++++ EXTRAIT PRÉSENTÉ

Reste la redistribution. Jusqu’à présent, aucun test n’a été envoyé à l’étranger. À l’échelle nationale, les tests sont entre autres offerts sur les plateformes GCSurplus – où le gouvernement liquide autant ses biens excédentaires que des biens confisqués par les forces de l’ordre.

Des excédents au Québec aussi

Les provinces et territoires font face au même enjeu. En mars dernier, Ottawa estimait leur stock cumulé à environ 342 millions de tests, sur les plus de 811 millions acquis par le fédéral, puis distribués sans frais, au coût de 5 milliards depuis le début de la pandémie.

PHOTO DOMINICK GRAVEL, LA PRESSE

Trousse de tests rapides de dépistage de la COVID-19

Au Québec, on dénombre environ 65 millions de tests dans les entrepôts sur les 200 millions reçus d’Ottawa. De ce nombre, 22,7 millions sont considérés comme des surplus, a révélé il y a un peu plus d’une semaine la porte-parole du ministère de la Santé et des Services sociaux (MSSS) Marie-Hélène Émond.

Celle-ci précise que leur distribution « n’est pas terminée », mais note malgré tout qu’« en raison de la fin de l’état d’urgence et de la baisse de la demande », le MSSS a lancé des démarches visant à partager les surplus avec différents pays.

Et Québec demeure « attentif aux décisions de Santé Canada quant à la durée de vie des tests en inventaire », a exposé Mme Émond. La durée de conservation initiale de certains de ces tests a d’ailleurs déjà été prolongée par les fabricants, avec l’assentiment d’Ottawa.

Selon les données fédérales de mars dernier, environ 91 millions des 93 millions de tests en stock deviendront périmés d’ici décembre 2024. Un peu plus de 2 millions sont « endommagés, périmés et non conformes ». Dans les entrepôts québécois, « la vaste majorité » des tests seront échus entre janvier et juin 2024, dit le MSSS.

++++++++
++++ DONNÉES DISPONIBLES

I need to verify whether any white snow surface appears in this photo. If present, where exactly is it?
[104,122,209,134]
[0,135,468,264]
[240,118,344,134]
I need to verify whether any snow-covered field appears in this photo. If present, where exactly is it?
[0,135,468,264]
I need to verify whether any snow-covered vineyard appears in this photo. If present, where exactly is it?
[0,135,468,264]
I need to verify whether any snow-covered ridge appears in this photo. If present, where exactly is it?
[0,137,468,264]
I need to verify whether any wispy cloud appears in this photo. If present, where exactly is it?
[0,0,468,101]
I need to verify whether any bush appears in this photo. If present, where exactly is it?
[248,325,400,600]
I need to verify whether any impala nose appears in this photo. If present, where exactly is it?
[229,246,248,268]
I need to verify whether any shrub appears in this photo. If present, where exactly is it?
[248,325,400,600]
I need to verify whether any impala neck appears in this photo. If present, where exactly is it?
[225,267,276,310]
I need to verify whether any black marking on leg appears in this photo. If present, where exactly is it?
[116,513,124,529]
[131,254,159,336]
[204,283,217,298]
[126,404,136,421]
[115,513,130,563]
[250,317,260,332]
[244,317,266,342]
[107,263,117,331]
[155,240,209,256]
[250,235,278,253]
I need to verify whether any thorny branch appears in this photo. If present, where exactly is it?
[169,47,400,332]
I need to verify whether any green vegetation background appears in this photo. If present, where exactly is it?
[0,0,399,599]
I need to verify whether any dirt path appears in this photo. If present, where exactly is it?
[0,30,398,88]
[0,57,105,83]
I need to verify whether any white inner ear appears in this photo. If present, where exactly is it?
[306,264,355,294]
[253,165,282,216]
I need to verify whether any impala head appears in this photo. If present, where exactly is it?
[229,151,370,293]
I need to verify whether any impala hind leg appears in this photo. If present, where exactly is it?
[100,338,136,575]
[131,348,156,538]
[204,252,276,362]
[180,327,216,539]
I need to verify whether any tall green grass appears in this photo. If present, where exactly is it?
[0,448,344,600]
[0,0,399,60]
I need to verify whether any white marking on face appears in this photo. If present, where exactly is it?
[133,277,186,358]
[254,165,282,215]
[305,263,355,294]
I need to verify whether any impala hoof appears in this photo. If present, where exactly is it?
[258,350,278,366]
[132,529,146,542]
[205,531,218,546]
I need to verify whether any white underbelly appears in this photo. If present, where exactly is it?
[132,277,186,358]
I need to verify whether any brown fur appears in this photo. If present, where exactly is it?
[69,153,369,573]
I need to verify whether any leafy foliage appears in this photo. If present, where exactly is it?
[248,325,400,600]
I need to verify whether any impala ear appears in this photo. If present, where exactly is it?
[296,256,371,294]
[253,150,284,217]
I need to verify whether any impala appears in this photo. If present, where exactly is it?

++++++++

SÉRIE D'EXERCICES:
[1] Répondez aux questions suivantes à partir de l'extrait présenté :
(a) Sur quelles plateformes les tests sont-ils notamment offerts à l'échelle nationale ?
(b) Combien de tests le Québec a-t-il reçus d'Ottawa ?
(c) Selon le MSSS, entre quels mois la vaste majorité des tests des entrepôts québécois seront-ils échus ?
[2] Poursuivez l'article sur les surplus de tests rapides de dépistage de la COVID-19 à partir de sa dernière phrase.

RÉSULTATS DES EXERCICES:
[1]
(a) Sur les plateformes GCSurplus.
(b) 200 millions de tests.
(c) Entre janvier et juin 2024.

[2]
Ceux qui ont accumulé des tests doivent surveiller cette donnée. « Si les gens ont plus d’une boîte à la maison, nous suggérons d’utiliser les plus anciens en premier », a écrit Mme Émond. Et si les tiroirs ou les armoires débordent, il est « indiqué de partager avec vos proches », surtout les plus vulnérables, a-t-elle enchaîné.

Tests payants en pharmacie

Dans ce contexte de surabondance, la professeure à l’école des populations et santé mondiale de McGill, la Dre Joanne Liu croit que le gouvernement Legault devrait revenir à la distribution gratuite à l’ensemble de la population – vulnérable ou pas – en pharmacie. « Ce ne serait pas difficile de dire : on saupoudre dans toutes nos pharmacies », affirme-t-elle.

« Personnellement, je serais fortement preneuse d’avoir ma boîte encore ici. Quand je vais voir mon père qui a 90 ans, moi, je me teste avant d’y aller ! Ce n’est pas vrai que je vais donner la COVID-19 à mon père ! », lance l’ancienne présidente internationale de Médecins sans frontières.

PHOTO ANDRÉ PICHETTE, ARCHIVES LA PRESSE

Dre Joanne Liu

Je pense qu’à l’automne, quand on va retourner dans des espaces clos qui n’auront pas encore été bien ventilés, on va se passer des virus. On va se passer l’influenza, mais on va se passer aussi la COVID-19.

Joanne Liu, professeure à l’école des populations et santé mondiale de McGil

Joanne Liu appelle à une « discussion honnête et transparente » sur la gestion des surplus.

Depuis le 1er mai dernier, les adultes en bonne santé doivent sortir le portefeuille pour avoir accès à des tests rapides en pharmacie. « Une boîte de cinq, c’est entre 25 $ et 40 $, ça varie beaucoup. Ce n’est pas donné », dit Benoît Morin, président de l’Association québécoise des pharmaciens propriétaires (AQPP).

Malgré le coût qui peut être prohibitif pour certains, malgré le contexte de surplus, il ne serait pas judicieux, selon lui, de revenir à l’ancien modèle, qui reposait sur une entente spéciale pandémique. « Ça s’inscrit dans une logique responsable de gestion des ressources, y compris l’utilisation des pharmaciens », argue-t-il.

C’est qu’il faut tenir compte du fait que ceux-ci touchent un honoraire en échange de la distribution de tests. Et « en donner pour que les gens les gardent chez eux et ne s’en servent pas, ce n’est pas mieux », argue M. Morin.

Au MSSS, on souligne qu’« il n’est pas envisagé de reprendre la distribution générale via les pharmacies pour le moment », tout en rappelant que des tests demeurent offerts gratuitement, pour tous, dans les centres de vaccination et de dépistage.